* **TUGAS ANDA**:
**1.** Jawab pertanyaan berikut berdasarkan tulisan tentang kegemaran pada cahaya lampu:
(a) Apa yang dilakukan penulis pada malam hari ketika kepala masih mumet di kantor?
(b) Festival apa yang ingin dilihat penulis di kawasan Little India?
(c) Berapa hari cuti yang diambil penulis untuk perjalanan ke Singapura itu?
**2.** Teruskan tulisan tentang kegemaran pada cahaya lampu itu, mulai setelah kalimat terakhir yang tertera.

* **ARTIKEL**:
# # # # #
Pos ini ditulis sebagai tanggapan atas tantangan mingguan dari Celina, Srei’s Notes, A Rhyme in My Heart, dan Cerita Riyanti sebagai pengganti Weekly Photo Challenge-nya WordPress, yang untuk tahun 2020 minggu ke-6 ini bertema Pink agar blogger terpacu untuk menulis artikel di blog masing-masing setiap minggu. Jika ada sahabat pembaca mau ikut tantangan ini, kami berdua akan senang sekali…

Light Up The Darkness


Sebagai penggemar segala bentuk cahaya lembut dalam suasana temaram, saya mudah sekali tertarik lalu berhenti untuk mengabadikannya, ataupun kalau situasi tidak memungkinkan, biasanya lampu-lampu itu mampu membuat kepala saya menoleh dengan mata terbuka lebar dan pastinya hatinya melonjak gembira. Entah kenapa, saya benar-benar suka! Kalau malam kepala masih mumet di kantor, salah satu cara efektif menetralkannya adalah mendatangi jendela lalu melihat lampu-lampu mobil yang terjebak kemacetan atau melihat ke gedung-gedung seberang, ke arah lampu-lampu yang menyala. Seakan cahaya-cahaya itu memberi ketenangan dan memberi lambang sebagai harapan dalam kegelapan (hehehe agak lebay kali ya…).

Sampai sekarang, saya sudah bisa terpukau bahagia kalau diajak jalan naik mobil keliling kota hanya untuk menyaksikan keindahan lampu hiasan di jalan. Bahkan lihat lampu-lampu hiasan sesuai tema yang dipasang di mal-mal juga bisa membuat saya terpesona. Apalagi bulan Desember, seperti sekarang, kota-kota biasanya didandani dengan cantik menyambut Natal dan Tahun Baru. Duh, saya jadi suka jalan-jalan untuk melihat-lihat itu. Bahagia itu sederhana ya…

deepavalisg
Little India, Singapore

SINGAPORE

Pernah beberapa tahun lalu, saya mendadak mengambil cuti dua hari ke Singapura pada tengah minggu hanya untuk melihat kemeriahan festival Deepavali di kawasan Little India di negeri singa itu. Dan saya bisa begitu nekadnya untuk mengabadikan hiasan-hiasan itu, hingga saya menyeberang jalan, lalu mengambil foto di tengah jalan sampai lampu lalu linatas berganti hijau (dan sampai diklakson supaya minggir 😀 😀 ) Tidak sendirian sih, karena banyak juga yang segila saya hahaha…

Singapura berhias tak hanya untuk Deepavali Festival, melainkan Natal sampai Tahun Baru pun juga. Salah satunya adalah di Orchard Road yang penuh dengan hiasan-hiasan.
# # # # #
* **BAHAN YANG DISEDIAKAN**:
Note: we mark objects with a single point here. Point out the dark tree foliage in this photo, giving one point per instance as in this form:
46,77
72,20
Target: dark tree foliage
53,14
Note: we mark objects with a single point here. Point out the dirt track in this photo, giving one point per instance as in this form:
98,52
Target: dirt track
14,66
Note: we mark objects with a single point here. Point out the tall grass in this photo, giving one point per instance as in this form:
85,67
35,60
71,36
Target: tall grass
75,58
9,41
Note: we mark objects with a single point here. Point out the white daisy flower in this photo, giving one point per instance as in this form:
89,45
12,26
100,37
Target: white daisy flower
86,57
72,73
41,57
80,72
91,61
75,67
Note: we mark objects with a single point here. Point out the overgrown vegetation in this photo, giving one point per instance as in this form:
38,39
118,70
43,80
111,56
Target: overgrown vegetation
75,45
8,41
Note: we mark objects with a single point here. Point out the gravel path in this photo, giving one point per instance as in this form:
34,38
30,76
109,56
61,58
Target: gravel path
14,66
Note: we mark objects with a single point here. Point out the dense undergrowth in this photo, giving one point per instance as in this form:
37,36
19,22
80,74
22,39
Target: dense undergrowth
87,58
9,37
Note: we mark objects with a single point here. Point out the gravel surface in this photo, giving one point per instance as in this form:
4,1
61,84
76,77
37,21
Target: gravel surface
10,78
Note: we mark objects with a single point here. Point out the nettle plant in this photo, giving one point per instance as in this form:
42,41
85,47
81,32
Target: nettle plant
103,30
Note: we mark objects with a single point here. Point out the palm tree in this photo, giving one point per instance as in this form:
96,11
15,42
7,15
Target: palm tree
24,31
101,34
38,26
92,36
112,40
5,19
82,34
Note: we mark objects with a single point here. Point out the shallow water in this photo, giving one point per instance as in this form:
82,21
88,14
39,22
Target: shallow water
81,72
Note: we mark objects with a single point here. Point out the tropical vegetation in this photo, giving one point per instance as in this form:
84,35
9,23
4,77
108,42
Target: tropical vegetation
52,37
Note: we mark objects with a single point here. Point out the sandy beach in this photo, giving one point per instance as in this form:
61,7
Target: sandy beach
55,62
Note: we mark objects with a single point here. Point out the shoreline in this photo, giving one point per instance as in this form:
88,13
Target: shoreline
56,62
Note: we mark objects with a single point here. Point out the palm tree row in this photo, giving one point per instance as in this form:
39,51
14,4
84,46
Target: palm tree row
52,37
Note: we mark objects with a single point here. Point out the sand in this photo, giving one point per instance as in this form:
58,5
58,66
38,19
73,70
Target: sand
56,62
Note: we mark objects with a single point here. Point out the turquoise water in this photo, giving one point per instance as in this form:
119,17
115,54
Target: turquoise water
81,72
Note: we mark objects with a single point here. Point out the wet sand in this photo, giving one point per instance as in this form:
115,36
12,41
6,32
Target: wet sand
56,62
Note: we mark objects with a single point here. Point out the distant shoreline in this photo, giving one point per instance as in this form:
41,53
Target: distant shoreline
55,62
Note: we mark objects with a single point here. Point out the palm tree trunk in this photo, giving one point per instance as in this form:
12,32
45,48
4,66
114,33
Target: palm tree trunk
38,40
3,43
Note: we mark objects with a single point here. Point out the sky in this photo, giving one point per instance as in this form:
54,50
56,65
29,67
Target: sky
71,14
# # # # #
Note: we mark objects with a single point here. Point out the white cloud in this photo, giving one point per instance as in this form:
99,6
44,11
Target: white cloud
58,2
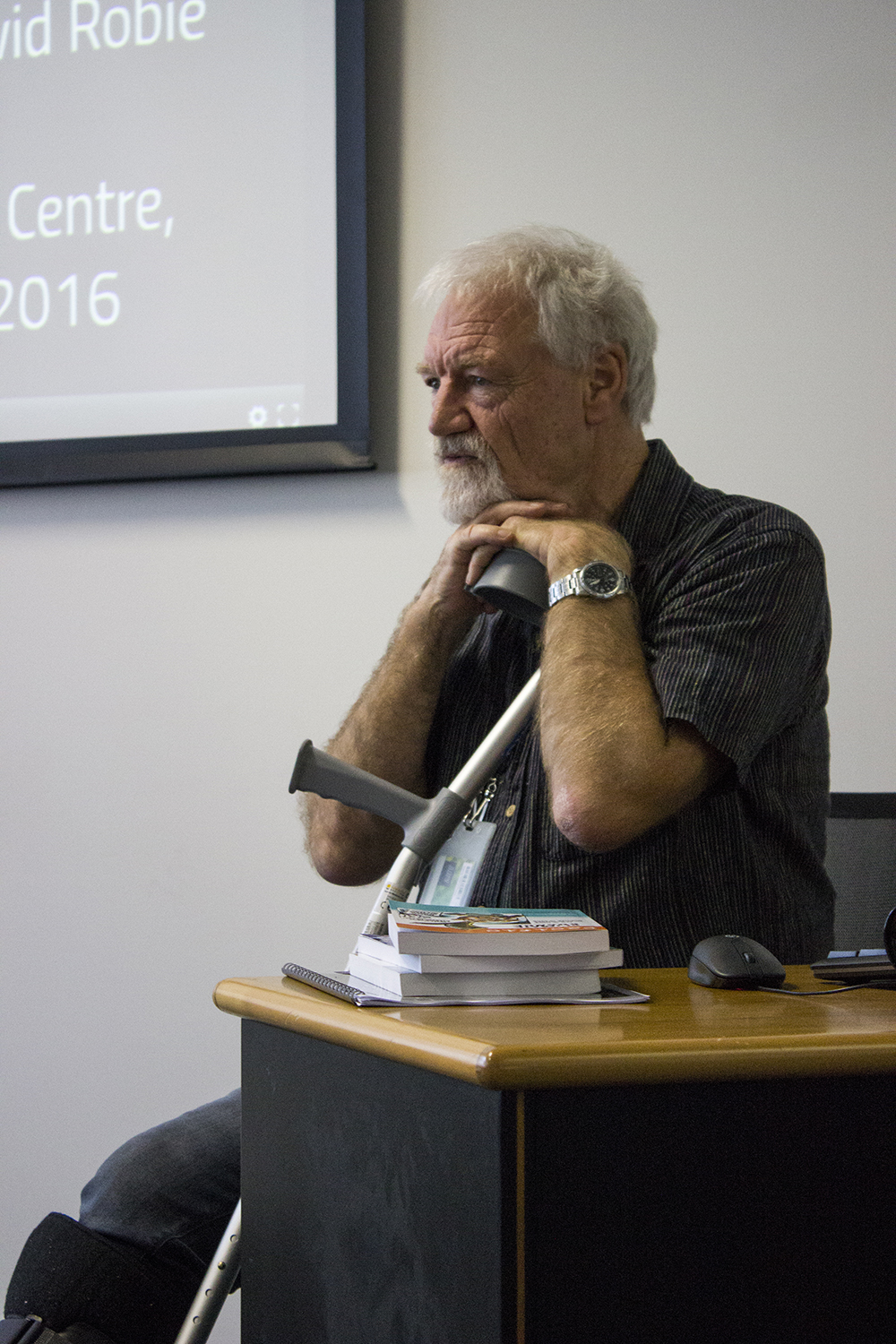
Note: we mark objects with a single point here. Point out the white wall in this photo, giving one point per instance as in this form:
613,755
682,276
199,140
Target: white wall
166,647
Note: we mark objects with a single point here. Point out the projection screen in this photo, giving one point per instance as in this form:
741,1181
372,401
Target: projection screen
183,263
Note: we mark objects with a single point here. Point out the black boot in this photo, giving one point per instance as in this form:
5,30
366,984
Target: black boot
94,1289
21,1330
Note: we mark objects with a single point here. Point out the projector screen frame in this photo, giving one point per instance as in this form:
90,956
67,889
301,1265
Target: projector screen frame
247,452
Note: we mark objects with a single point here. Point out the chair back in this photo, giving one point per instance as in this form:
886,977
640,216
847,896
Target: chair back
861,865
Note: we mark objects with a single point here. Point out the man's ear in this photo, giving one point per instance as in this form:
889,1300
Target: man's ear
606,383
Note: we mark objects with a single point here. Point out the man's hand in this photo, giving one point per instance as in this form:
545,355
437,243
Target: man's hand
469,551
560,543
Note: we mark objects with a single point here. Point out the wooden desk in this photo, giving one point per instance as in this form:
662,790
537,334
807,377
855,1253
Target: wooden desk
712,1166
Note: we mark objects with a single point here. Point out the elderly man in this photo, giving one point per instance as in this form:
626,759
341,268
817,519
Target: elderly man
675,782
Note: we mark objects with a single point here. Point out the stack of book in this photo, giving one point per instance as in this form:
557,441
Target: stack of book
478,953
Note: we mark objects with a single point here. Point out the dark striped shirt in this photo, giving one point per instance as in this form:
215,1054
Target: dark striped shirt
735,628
# # # # #
* **JAWABAN PER TUGAS**:
**1.**
(a) Penulis mendatangi jendela, lalu melihat lampu-lampu mobil yang terjebak kemacetan atau lampu-lampu yang menyala di gedung-gedung seberang.
(b) Festival Deepavali.
(c) Dua hari.

**2.**
orchard
Orchard Road, Singapore

Tidak hanya di atas jalan, pohon-pohon pun didandani. Dan yang memanjakan mata adalah dandanannya selalu cantik, tidak asal-asalan (karena pernah dulu di dekat Monas, saya pernah melihat hiasan lampu-lampu itu dibuat asal nemplok, sungguh membuat ilfil!) Dan semua itu gratis tanpa dipungut bayar. Syaratnya cuma satu, asal kuat jalan saja hehehe… Lihat saja bagaimana kita bisa menyaksikan keindahan permainan lampu Super Trees di Garden By The Bay. Sambil mendengar musik yang penuh semangat, mata juga dimanjakan. Rasanya bisa dibilang, semua itu menjadi makanan untuk jiwa dan panca indera.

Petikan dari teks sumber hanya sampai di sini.